### Task requirements
The pictures are to be left out, and all remaining data is to be transcribed exactly as it appears.

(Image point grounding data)
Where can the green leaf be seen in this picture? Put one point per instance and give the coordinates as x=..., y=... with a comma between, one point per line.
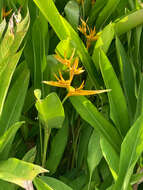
x=131, y=149
x=90, y=114
x=2, y=27
x=103, y=42
x=54, y=183
x=50, y=110
x=128, y=22
x=15, y=99
x=8, y=56
x=7, y=138
x=93, y=14
x=39, y=31
x=6, y=185
x=6, y=75
x=94, y=152
x=19, y=172
x=106, y=12
x=56, y=151
x=30, y=155
x=127, y=76
x=139, y=108
x=118, y=107
x=111, y=157
x=41, y=185
x=72, y=13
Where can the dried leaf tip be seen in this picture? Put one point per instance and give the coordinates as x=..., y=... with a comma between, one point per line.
x=4, y=13
x=89, y=33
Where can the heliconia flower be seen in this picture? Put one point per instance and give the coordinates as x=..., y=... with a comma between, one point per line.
x=74, y=70
x=83, y=27
x=79, y=92
x=4, y=13
x=65, y=61
x=61, y=82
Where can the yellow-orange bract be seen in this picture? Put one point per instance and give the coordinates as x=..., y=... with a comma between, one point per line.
x=73, y=69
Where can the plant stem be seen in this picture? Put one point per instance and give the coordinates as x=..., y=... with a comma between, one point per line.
x=47, y=132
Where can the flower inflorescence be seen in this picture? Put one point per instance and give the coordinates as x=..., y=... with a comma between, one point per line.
x=73, y=69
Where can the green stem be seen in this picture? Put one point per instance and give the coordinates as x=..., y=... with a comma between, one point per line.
x=47, y=132
x=65, y=98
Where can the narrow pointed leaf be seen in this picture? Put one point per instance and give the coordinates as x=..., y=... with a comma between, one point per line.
x=54, y=183
x=50, y=110
x=127, y=77
x=118, y=106
x=15, y=100
x=7, y=138
x=90, y=114
x=6, y=75
x=111, y=157
x=94, y=152
x=41, y=185
x=131, y=149
x=19, y=172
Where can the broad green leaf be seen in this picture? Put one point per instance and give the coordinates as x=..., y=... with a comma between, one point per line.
x=7, y=139
x=21, y=30
x=72, y=13
x=30, y=155
x=90, y=114
x=7, y=41
x=14, y=36
x=15, y=99
x=57, y=22
x=85, y=133
x=6, y=75
x=19, y=172
x=131, y=149
x=2, y=27
x=106, y=12
x=39, y=31
x=103, y=42
x=118, y=107
x=41, y=185
x=139, y=108
x=94, y=152
x=128, y=22
x=50, y=111
x=99, y=4
x=56, y=151
x=127, y=76
x=111, y=157
x=8, y=54
x=54, y=183
x=6, y=185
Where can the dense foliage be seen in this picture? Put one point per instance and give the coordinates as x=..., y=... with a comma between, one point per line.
x=71, y=95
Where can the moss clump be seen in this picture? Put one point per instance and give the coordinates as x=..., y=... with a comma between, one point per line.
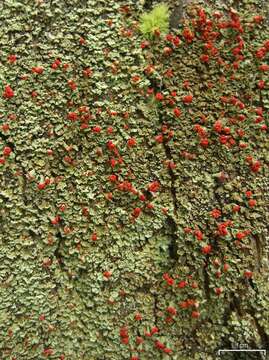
x=157, y=19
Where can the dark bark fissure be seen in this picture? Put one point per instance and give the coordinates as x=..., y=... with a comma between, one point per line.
x=155, y=309
x=258, y=250
x=173, y=247
x=57, y=251
x=235, y=306
x=176, y=15
x=206, y=280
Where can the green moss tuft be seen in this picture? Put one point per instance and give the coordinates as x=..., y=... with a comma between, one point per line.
x=157, y=19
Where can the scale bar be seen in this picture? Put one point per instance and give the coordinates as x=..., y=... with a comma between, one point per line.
x=248, y=350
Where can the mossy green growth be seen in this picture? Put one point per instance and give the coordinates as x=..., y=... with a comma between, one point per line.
x=157, y=19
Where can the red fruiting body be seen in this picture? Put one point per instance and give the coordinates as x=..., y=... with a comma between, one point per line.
x=187, y=99
x=7, y=151
x=252, y=202
x=139, y=340
x=218, y=291
x=12, y=58
x=107, y=274
x=136, y=212
x=159, y=96
x=41, y=186
x=138, y=317
x=8, y=93
x=195, y=314
x=171, y=310
x=215, y=213
x=206, y=249
x=177, y=112
x=226, y=267
x=154, y=186
x=94, y=236
x=182, y=284
x=248, y=274
x=131, y=142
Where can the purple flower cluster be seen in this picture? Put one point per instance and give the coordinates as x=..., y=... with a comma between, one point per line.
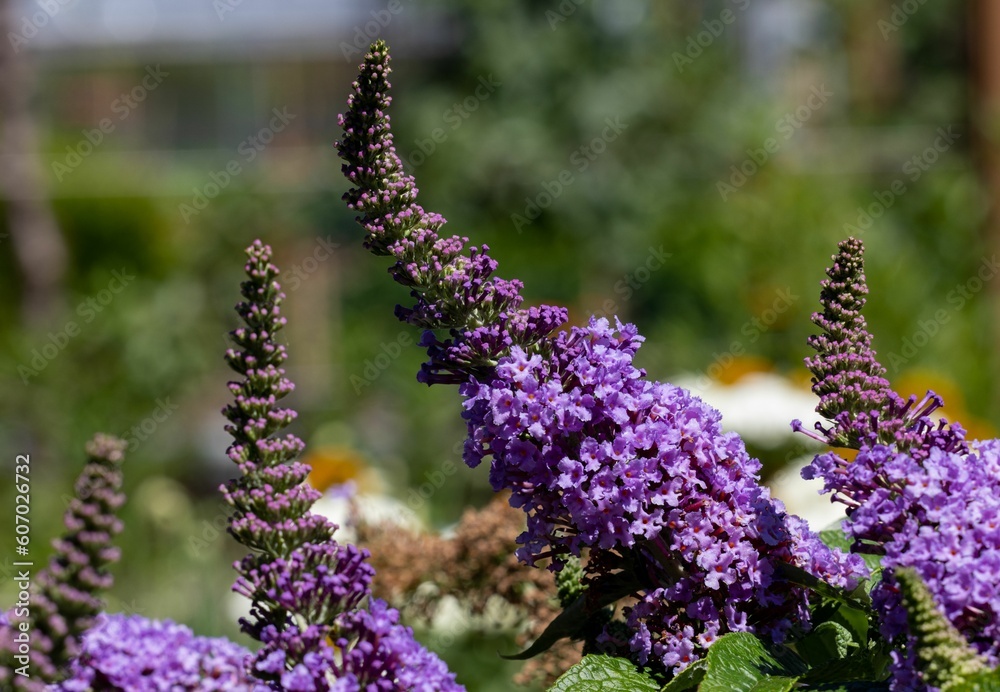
x=917, y=493
x=135, y=654
x=306, y=591
x=939, y=514
x=601, y=458
x=453, y=289
x=65, y=597
x=598, y=457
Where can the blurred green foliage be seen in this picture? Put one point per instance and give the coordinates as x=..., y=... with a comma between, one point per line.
x=564, y=69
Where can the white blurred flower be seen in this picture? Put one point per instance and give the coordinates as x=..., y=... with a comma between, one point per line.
x=760, y=406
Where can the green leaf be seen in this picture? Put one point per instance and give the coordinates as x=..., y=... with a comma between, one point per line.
x=829, y=641
x=574, y=619
x=740, y=662
x=834, y=537
x=601, y=673
x=688, y=679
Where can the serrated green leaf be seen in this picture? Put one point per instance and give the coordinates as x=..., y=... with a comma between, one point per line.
x=829, y=641
x=601, y=673
x=834, y=537
x=571, y=622
x=777, y=684
x=740, y=662
x=688, y=679
x=856, y=620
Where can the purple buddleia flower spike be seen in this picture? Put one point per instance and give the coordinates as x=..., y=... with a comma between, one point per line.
x=453, y=286
x=307, y=592
x=847, y=377
x=140, y=655
x=65, y=598
x=917, y=493
x=849, y=380
x=636, y=473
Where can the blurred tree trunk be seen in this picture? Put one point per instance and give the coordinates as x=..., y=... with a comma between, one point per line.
x=34, y=233
x=984, y=31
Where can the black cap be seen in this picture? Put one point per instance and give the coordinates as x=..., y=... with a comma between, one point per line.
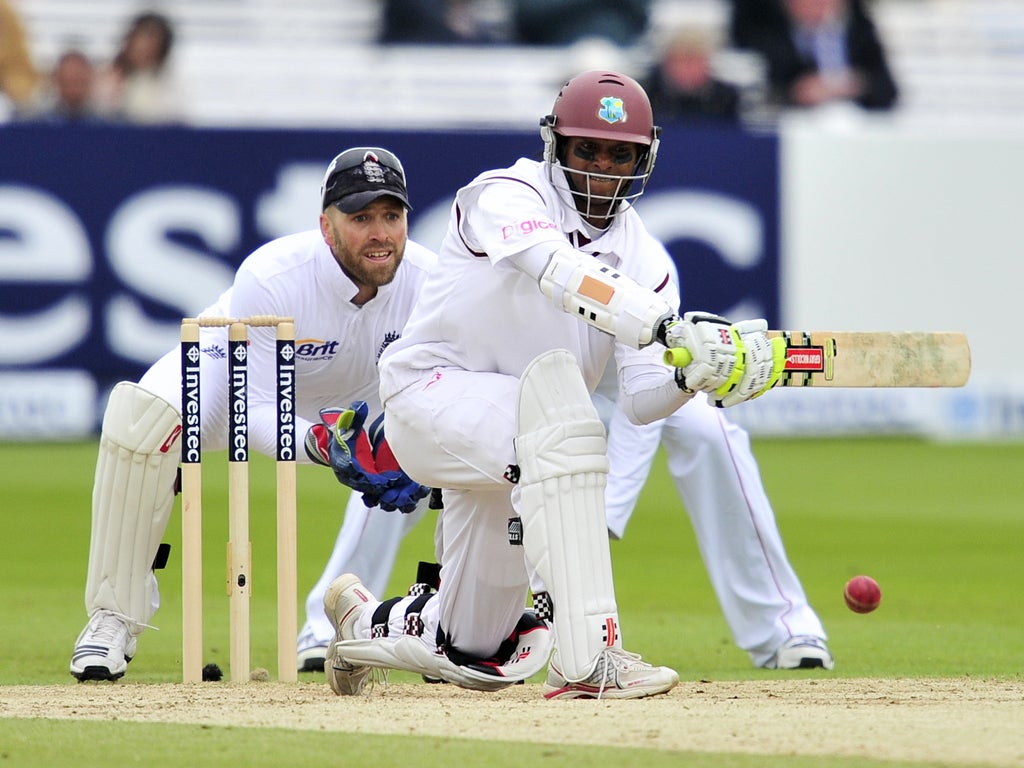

### Exercise result
Where can the green leaf be seen in this picture? Put one point per instance and give the coordinates as x=..., y=... with a comma between, one point per line.
x=131, y=149
x=90, y=114
x=2, y=27
x=103, y=42
x=54, y=183
x=50, y=110
x=128, y=22
x=15, y=99
x=8, y=56
x=7, y=138
x=93, y=14
x=39, y=31
x=6, y=185
x=6, y=75
x=94, y=152
x=19, y=172
x=106, y=12
x=56, y=151
x=30, y=155
x=127, y=76
x=139, y=108
x=118, y=107
x=111, y=157
x=41, y=185
x=72, y=13
Where can the dried leaf tip be seen in this picture? Put one point per instance and give the coordinates as x=..., y=... with a comma between, one point per line.
x=4, y=13
x=89, y=33
Where can the heliconia flower be seen in this picture? Put one point per instance and give the coordinates as x=..., y=... with a comma between, one point per line.
x=74, y=70
x=83, y=27
x=79, y=92
x=4, y=13
x=65, y=61
x=61, y=82
Where can the yellow-orange bract be seen in this picture? Put one point per instance and give the coordinates as x=..., y=... with a comma between, one point per line.
x=73, y=69
Where can the plant stem be seen in this picture? Put one point per instance and give the coordinates as x=..., y=... with a comma between, one point per line.
x=47, y=132
Where can the flower inflorescence be seen in this picture? Put one point per instance and give the coordinates as x=..., y=... with a comma between, one point per line.
x=73, y=69
Where can the green stem be seen in this picture? Put one point per instance and give the coordinates as x=..., y=... with a comma between, one point per line.
x=47, y=132
x=65, y=98
Where can the narrow pointed leaf be seen in this picture? Put one point per instance and give the coordinates as x=..., y=... with a comma between, one point per line.
x=54, y=183
x=50, y=110
x=127, y=77
x=118, y=106
x=15, y=100
x=7, y=138
x=90, y=114
x=6, y=75
x=111, y=157
x=94, y=152
x=41, y=185
x=131, y=149
x=19, y=172
Where can the broad green leaf be seen in this picture? Put one point per instance and give the coordinates as x=..., y=... with a comma between, one point per line.
x=7, y=139
x=21, y=30
x=72, y=13
x=30, y=155
x=90, y=114
x=7, y=41
x=14, y=36
x=15, y=99
x=57, y=22
x=85, y=133
x=6, y=75
x=19, y=172
x=131, y=149
x=2, y=27
x=106, y=12
x=39, y=31
x=103, y=42
x=118, y=107
x=41, y=185
x=139, y=108
x=94, y=152
x=128, y=22
x=50, y=111
x=99, y=4
x=56, y=151
x=127, y=76
x=111, y=157
x=8, y=54
x=54, y=183
x=6, y=185
Where can the dense foliage be seen in this picture? Put one point per instance and give the coordinates as x=..., y=... with a comma between, one point per line.
x=71, y=95
Where can the moss clump be seen in this picture? Put one point per instance and give the coordinates as x=..., y=... with a comma between, one point per line.
x=157, y=19
Where can the dark bark fissure be seen in this picture? Put one point per instance and give the coordinates as x=..., y=... with a comma between, one point per line.
x=155, y=309
x=258, y=250
x=173, y=247
x=57, y=251
x=235, y=306
x=176, y=15
x=206, y=280
Where can the green moss tuft be seen in this picture? Put one point per instance and give the coordinates as x=..., y=... with a comma between, one point per line.
x=157, y=19
Where can the scale bar be seen in this picture? Put one point per instance and give the coordinates as x=..., y=... with a comma between, one point per line.
x=248, y=350
Where can the mossy green growth be seen in this picture? Put one point per instance and give the coordinates as x=..., y=... with a comma between, one point per line.
x=157, y=19
Where can the red fruiting body be seen in this picture? Put one point per instance and give the coordinates as x=..., y=... with a comma between, one point per line.
x=187, y=99
x=7, y=151
x=252, y=202
x=139, y=340
x=218, y=291
x=12, y=58
x=107, y=274
x=136, y=212
x=159, y=96
x=41, y=186
x=138, y=317
x=8, y=93
x=195, y=314
x=171, y=310
x=215, y=213
x=206, y=249
x=177, y=112
x=226, y=267
x=154, y=186
x=94, y=236
x=182, y=284
x=248, y=274
x=131, y=142
Where can the purple flower cluster be seen in this picture? Put one point per instance and give the coordinates as x=..., y=... with a comma between, one point per line.
x=917, y=493
x=135, y=654
x=306, y=591
x=939, y=514
x=601, y=458
x=453, y=289
x=65, y=597
x=598, y=457
Where can the blurred green foliage be seen in this picture? Put one point per instance and give the coordinates as x=..., y=... with a comma between, one point per line.
x=564, y=69
Where can the white blurred flower be seen in this picture? Put one point per instance and give the coordinates as x=..., y=... with a comma between, one point per line.
x=760, y=406
Where can the green leaf be seen in this picture? Put one point per instance and give the coordinates as x=..., y=... with a comma between, one point per line.
x=829, y=641
x=574, y=619
x=740, y=662
x=834, y=537
x=601, y=673
x=688, y=679
Where can the serrated green leaf be seen in this picture? Put one point per instance and give the coordinates as x=..., y=... with a comma between, one point per line.
x=829, y=641
x=601, y=673
x=834, y=537
x=571, y=622
x=777, y=684
x=740, y=662
x=688, y=679
x=856, y=620
Where can the purple buddleia flower spike be seen in this picture? Put one point per instance and give the coordinates as x=..., y=... with a comma between, one point per line.
x=453, y=286
x=307, y=592
x=847, y=377
x=140, y=655
x=65, y=598
x=917, y=493
x=849, y=380
x=636, y=473
Where can the blurred tree trunk be seen in this picture? Put one point per instance and give the coordinates as x=..., y=... with a comma between, one point per line.
x=34, y=233
x=984, y=31
Where can the black cap be seen in this picture? Put one point per instance and give the coordinates as x=..., y=... with a comma between, one point per line.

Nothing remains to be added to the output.